Stated goal 1:
Answer these from the passage on conflict and action in fiction, one line each:
(a) What two basics are writers and storytellers said to depend on?
(b) Where is Carrie working while the others argue?
(c) What is Henry painting, and why?
Stated goal 2:
In the passage on conflict and action in fiction, rewrite the section that opens with "1) A family" and ends with "bringing up Carrie.", swapping "tool shed" for "garage".
Stated goal 3:
Pick up the passage on conflict and action in fiction after its final sentence and carry it forward.

Provided passage:
Literary imagined scenes come alive with CONFLICT and ACTION in language, narration, story, and dialogue. It's not inherent for most writers striving to write literary fiction. To start, writers and storytellers are dependent on these basics:  1) literature is written works that have merit and lasting potential as an art form, and 2) fiction creates imagined events and characters. For success in inserting conflict and action, writers master vibrant in-scene writing–an important staple of effective story delivery–supporting concrete-imagery, credible dialogue, and action prose in narrative.

Here are examples of conflict and action in dialogue, narrative, and a descriptive scene using senses, thoughts and perceptions. These examples are not exclusive. With an active imagination, a myriad of ways can be created by an author to achieve action and conflict in creative fiction. The examples:

1) A family whose parents have just been buried are dividing the parents' possessions among them. Carrie, the youngest, is working in the tool shed. Martha, Henry, and Jessie argue over who gets items in the house–and no one wants the responsibility of bringing up Carrie.

Now, to make the scene alive, conflict is inserted, mainly in dialogue. Conflict results in action, the fuel for great fictional prose.

   “I am not taking on responsibility for a seventeen-year-old,” Henry said, pausing mid-brushstroke and turning from the window frame he was painting to make the house sellable.
       “Quiet, she’ll hear you,” Martha said from the kitchen, throwing a cracked and chipped casserole dish into a metal trash can with a crash of splintering glass. She turned back to scrub glassware in the sink.
       Jessie went to the front door to look for Carrie. “She’s carrying stuff out of the tool shed,” she said.
       “Don’t let her throw out any power tools,” Henry said.
       “She’s laying things out for us to see.”
       “She’ll take the best.”
       “She doesn’t want power tools!”
       “Anything of value.”
       “Stop it. She's your sister.”
       “You think so much of her, you take care of her.”
       “I’ve only got a one-bedroom apartment,” Jessie said, picking up a broom and sweeping with a flurry of useless strokes.

From the novella Sister Carrie http://shop.storyinliteraryfiction.com/product/sister-carrie/

2) For conflict in a narrative passage, here's an excerpt from Conrad's Heart of Darkness.

Given entries:
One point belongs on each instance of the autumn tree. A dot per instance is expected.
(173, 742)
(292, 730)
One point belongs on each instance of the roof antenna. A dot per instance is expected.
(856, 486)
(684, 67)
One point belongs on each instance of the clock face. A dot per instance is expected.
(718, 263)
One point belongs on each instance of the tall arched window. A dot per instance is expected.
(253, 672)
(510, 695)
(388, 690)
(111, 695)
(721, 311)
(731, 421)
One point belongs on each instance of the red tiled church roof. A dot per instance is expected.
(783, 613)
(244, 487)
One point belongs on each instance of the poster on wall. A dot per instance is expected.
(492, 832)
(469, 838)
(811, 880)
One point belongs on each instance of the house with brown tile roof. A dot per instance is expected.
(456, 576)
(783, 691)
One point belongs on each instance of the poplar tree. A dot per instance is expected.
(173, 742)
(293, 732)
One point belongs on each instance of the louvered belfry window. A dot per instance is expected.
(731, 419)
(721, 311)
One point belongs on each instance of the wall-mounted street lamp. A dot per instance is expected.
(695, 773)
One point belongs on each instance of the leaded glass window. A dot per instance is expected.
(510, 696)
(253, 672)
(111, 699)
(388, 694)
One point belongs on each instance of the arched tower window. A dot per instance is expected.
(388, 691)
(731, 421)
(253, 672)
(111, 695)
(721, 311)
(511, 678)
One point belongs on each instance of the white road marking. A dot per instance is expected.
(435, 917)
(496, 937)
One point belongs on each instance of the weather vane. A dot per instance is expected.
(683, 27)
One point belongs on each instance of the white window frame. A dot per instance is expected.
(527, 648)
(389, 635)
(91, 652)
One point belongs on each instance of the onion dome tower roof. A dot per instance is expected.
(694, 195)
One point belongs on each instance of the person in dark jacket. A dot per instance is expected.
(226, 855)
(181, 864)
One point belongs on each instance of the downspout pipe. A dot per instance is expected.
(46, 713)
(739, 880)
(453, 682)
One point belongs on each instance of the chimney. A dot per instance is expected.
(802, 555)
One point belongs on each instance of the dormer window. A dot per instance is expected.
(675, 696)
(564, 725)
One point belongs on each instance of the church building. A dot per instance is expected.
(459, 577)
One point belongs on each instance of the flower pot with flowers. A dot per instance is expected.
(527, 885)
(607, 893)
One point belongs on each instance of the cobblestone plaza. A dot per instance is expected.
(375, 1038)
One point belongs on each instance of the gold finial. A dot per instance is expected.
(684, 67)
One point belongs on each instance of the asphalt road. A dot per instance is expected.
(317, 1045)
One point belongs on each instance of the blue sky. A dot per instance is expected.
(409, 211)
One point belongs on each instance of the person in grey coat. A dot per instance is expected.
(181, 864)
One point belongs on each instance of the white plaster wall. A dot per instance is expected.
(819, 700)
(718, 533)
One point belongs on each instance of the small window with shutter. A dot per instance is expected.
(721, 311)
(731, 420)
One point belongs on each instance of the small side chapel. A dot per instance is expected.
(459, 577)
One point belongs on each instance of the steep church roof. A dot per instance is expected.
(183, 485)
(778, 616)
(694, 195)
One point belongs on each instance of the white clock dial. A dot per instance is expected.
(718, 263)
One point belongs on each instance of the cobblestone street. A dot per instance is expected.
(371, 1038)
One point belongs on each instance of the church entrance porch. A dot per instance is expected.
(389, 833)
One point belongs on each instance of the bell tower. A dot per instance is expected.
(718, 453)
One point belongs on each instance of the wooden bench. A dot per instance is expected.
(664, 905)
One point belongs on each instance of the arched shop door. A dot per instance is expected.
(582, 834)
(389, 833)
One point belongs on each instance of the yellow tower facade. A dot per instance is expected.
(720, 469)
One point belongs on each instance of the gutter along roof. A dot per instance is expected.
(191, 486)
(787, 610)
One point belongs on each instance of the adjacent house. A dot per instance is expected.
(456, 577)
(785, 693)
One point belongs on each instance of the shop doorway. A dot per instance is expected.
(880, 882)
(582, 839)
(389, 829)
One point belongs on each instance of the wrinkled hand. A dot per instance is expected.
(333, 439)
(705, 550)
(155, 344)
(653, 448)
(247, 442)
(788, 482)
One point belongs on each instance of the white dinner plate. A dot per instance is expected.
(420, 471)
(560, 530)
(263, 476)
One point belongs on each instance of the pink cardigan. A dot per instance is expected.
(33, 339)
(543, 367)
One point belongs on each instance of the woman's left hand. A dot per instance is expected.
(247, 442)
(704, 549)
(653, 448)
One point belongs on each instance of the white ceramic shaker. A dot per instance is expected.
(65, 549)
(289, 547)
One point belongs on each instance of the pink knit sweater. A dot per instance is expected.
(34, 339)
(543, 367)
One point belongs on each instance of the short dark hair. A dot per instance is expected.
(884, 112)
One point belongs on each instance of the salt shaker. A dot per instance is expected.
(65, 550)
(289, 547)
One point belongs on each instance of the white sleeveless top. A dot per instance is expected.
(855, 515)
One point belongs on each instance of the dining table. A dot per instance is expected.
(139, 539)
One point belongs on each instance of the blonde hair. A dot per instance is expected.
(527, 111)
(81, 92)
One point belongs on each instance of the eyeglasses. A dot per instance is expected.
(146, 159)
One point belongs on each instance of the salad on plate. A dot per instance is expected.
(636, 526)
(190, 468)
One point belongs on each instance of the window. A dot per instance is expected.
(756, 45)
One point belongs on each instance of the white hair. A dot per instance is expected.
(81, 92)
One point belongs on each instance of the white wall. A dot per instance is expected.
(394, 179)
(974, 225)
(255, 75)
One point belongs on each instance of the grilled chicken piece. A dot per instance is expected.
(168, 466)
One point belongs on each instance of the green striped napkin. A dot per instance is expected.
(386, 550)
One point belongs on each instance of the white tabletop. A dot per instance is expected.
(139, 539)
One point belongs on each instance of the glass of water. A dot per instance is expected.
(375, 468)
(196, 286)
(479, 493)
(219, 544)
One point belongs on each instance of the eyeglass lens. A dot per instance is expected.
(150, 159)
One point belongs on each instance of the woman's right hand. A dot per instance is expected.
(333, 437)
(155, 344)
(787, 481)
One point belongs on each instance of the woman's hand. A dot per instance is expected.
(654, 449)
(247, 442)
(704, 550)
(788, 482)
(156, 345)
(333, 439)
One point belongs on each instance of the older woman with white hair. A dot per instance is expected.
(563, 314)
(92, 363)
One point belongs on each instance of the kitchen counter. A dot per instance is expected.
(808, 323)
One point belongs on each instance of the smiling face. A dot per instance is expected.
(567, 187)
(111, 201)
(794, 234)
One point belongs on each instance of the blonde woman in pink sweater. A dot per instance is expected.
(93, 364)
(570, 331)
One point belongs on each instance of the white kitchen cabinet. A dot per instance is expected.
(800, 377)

Task response 1:
(a) That literature is written works with merit and lasting potential as an art form, and that fiction creates imagined events and characters.
(b) In the tool shed.
(c) A window frame, to make the house sellable.

Task response 2:
1) A family whose parents have just been buried are dividing the parents' possessions among them. Carrie, the youngest, is working in the garage. Martha, Henry, and Jessie argue over who gets items in the house–and no one wants the responsibility of bringing up Carrie.

Task response 3:
" . . . I was circumventing Kurtz as though it had been a boyish game. I came upon him, and, if he had not heard me coming, I would have fallen over him too, but he got up in time. He rose, unsteady, long, pale, indistinct, like a vapor exhaled by the earth, and swayed slightly, misty and silent before me; while at my back the fires loomed between the trees, and the murmur of many voices issued from the forest. I had cut him off cleverly; but when actually confronting him I seemed to come to my senses, I saw the danger in its right proportion. It was by no means over yet."

3) Here is a remarkable scene from Faulkner's "Barn Burning" where "alive" is achieved without describing action per se, but with use of accurate, imaginative language and sensual perceptions.
http://jerrywbrown.com/wp-content/uploads/2014/02/Barn-Burning-by-William-Faulkner-1.pdf

The store in which the justice of the Peace's court was sitting smelled of cheese. The boy, crouched on his nail keg at the back of the crowded room, knew he smelled cheese, and more: from where he sat he could see the ranked shelves close-packed with the solid, squat, dynamic shapes of tin cans whose labels his stomach read, not from the lettering which meant nothing to his mind but from the scarlet devils and the silver curve of fish – this, the cheese which he knew he smelled and the hermetic meat which his intestines believed he smelled coming in intermittent gusts momentary and brief between the other constant one, the smell and sense just a little of fear because mostly of despair and grief, the old fierce pull of blood. He could not see the table where the Justice sat and before which his father and his father's enemy (our enemy he thought in that despair; ourn! mine and hisn both! He's my father!) stood, but he could hear them, the two of them that is, because his father had said no word yet: . . .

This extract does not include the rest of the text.